'''

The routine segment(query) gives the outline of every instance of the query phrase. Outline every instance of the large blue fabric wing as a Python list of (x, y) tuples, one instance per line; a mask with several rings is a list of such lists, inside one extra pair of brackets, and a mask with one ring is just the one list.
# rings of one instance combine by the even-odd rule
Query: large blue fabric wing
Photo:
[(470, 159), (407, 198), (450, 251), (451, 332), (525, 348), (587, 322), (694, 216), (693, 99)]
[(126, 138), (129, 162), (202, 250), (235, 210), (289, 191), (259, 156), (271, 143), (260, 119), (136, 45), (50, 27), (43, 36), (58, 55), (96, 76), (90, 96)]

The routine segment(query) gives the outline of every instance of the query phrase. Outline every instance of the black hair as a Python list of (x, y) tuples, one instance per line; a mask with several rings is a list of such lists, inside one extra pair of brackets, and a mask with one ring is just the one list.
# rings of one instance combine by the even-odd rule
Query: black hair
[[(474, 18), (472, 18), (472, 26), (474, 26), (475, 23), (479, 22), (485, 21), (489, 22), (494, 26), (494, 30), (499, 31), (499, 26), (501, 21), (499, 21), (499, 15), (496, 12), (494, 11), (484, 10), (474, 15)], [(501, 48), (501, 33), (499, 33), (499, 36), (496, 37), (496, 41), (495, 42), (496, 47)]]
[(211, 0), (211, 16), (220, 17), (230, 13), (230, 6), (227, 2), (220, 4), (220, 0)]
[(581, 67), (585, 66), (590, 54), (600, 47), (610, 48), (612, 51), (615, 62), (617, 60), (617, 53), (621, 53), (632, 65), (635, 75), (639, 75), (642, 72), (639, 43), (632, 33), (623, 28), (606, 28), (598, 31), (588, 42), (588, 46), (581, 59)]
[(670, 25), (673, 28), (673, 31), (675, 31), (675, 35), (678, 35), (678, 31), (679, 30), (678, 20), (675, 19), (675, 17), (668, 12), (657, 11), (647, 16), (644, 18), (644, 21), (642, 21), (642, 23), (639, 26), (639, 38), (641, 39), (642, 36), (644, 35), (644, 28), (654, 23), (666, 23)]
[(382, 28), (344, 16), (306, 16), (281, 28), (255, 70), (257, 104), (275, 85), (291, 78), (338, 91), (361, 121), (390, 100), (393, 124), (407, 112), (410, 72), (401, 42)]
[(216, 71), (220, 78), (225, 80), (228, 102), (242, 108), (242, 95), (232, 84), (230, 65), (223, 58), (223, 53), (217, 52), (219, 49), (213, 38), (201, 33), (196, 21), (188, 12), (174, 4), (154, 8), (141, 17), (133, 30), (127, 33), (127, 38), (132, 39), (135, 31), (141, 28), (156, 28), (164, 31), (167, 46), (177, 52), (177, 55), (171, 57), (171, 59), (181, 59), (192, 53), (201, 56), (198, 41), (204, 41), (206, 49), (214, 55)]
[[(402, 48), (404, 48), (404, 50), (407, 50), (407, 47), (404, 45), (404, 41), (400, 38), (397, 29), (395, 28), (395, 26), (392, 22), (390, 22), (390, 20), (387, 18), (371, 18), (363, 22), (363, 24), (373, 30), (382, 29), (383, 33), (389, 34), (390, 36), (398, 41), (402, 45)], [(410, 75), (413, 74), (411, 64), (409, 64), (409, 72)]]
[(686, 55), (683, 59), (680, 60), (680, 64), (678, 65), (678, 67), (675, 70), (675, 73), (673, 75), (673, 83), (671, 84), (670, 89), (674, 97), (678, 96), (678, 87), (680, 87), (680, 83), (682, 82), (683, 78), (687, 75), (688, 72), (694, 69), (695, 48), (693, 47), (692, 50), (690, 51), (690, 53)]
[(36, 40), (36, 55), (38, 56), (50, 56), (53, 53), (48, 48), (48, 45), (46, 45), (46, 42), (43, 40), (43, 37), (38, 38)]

'''

Set exercise: Can you copy out every line of the two items above word for word, without changing or leaving out anything?

Answer for this exercise:
The routine segment(query) gives the outline of every instance of the query phrase. Outline every instance of the large blue fabric wing as a Python list of (x, y) tuples, one instance per line; a mask with several rings is a list of such lists, inside one extra pair of brackets, and a mask with one ring is just the one list.
# rings of one instance combine by the even-odd rule
Query: large blue fabric wing
Photo:
[(470, 159), (407, 198), (450, 251), (451, 332), (525, 348), (587, 322), (694, 216), (693, 99)]
[(126, 138), (129, 162), (202, 250), (235, 210), (289, 191), (259, 156), (271, 143), (260, 119), (136, 45), (50, 27), (43, 36), (58, 55), (96, 76), (90, 96)]

The routine segment(query) gives the outline of every instance of the query phrase. Outline every instance of the black hair as a Python list of (x, y) tuples, one instance per line; a mask with several rings is a list of such lists, inside one extra pair of brackets, and a mask with one ring is just the one list.
# rings of one instance combine by the even-odd rule
Query: black hair
[[(474, 18), (472, 18), (472, 26), (474, 26), (475, 23), (479, 22), (485, 21), (489, 22), (494, 26), (494, 30), (499, 31), (499, 26), (501, 21), (499, 21), (499, 15), (496, 12), (494, 11), (484, 10), (474, 15)], [(501, 48), (501, 33), (499, 33), (499, 36), (496, 37), (496, 41), (495, 42), (496, 47)]]
[(211, 0), (211, 16), (220, 17), (230, 13), (230, 6), (227, 2), (220, 4), (220, 0)]
[(581, 67), (585, 66), (590, 54), (600, 47), (610, 48), (612, 51), (615, 62), (617, 60), (617, 53), (621, 53), (632, 65), (635, 75), (639, 75), (642, 72), (639, 43), (632, 33), (623, 28), (606, 28), (598, 31), (588, 42), (588, 46), (581, 59)]
[(670, 25), (673, 28), (673, 31), (675, 31), (675, 35), (678, 35), (678, 31), (679, 30), (678, 20), (675, 19), (675, 17), (668, 12), (657, 11), (647, 16), (644, 18), (644, 21), (642, 21), (642, 23), (639, 26), (639, 38), (641, 39), (642, 36), (644, 35), (644, 28), (654, 23), (666, 23)]
[(382, 28), (344, 16), (306, 16), (281, 28), (255, 70), (257, 104), (275, 85), (291, 78), (338, 91), (361, 121), (390, 100), (393, 124), (407, 112), (410, 72), (401, 42)]
[(216, 71), (220, 78), (225, 80), (228, 102), (242, 108), (242, 95), (232, 84), (230, 65), (223, 58), (223, 53), (217, 52), (219, 49), (213, 38), (201, 33), (196, 21), (188, 12), (174, 4), (154, 8), (141, 17), (133, 30), (127, 33), (127, 38), (132, 39), (135, 31), (141, 28), (156, 28), (164, 31), (167, 46), (177, 52), (177, 55), (171, 57), (171, 59), (181, 59), (192, 53), (201, 56), (198, 41), (204, 41), (206, 49), (214, 55)]
[[(402, 48), (404, 48), (404, 50), (407, 50), (407, 47), (404, 45), (404, 41), (400, 38), (397, 29), (395, 28), (395, 26), (392, 22), (390, 22), (390, 20), (387, 18), (371, 18), (363, 22), (363, 24), (373, 30), (382, 29), (383, 33), (389, 34), (390, 36), (398, 41), (402, 45)], [(410, 75), (413, 74), (411, 64), (409, 64), (409, 72)]]
[(686, 55), (683, 59), (680, 60), (680, 64), (678, 65), (678, 67), (675, 70), (675, 73), (673, 75), (673, 83), (671, 84), (670, 89), (674, 97), (678, 96), (678, 87), (680, 87), (680, 83), (682, 82), (683, 78), (687, 75), (688, 72), (694, 69), (695, 48), (693, 47), (692, 50), (690, 51), (690, 53)]
[(36, 40), (36, 55), (38, 56), (50, 56), (53, 53), (48, 48), (48, 45), (46, 45), (46, 42), (43, 40), (43, 37), (38, 38)]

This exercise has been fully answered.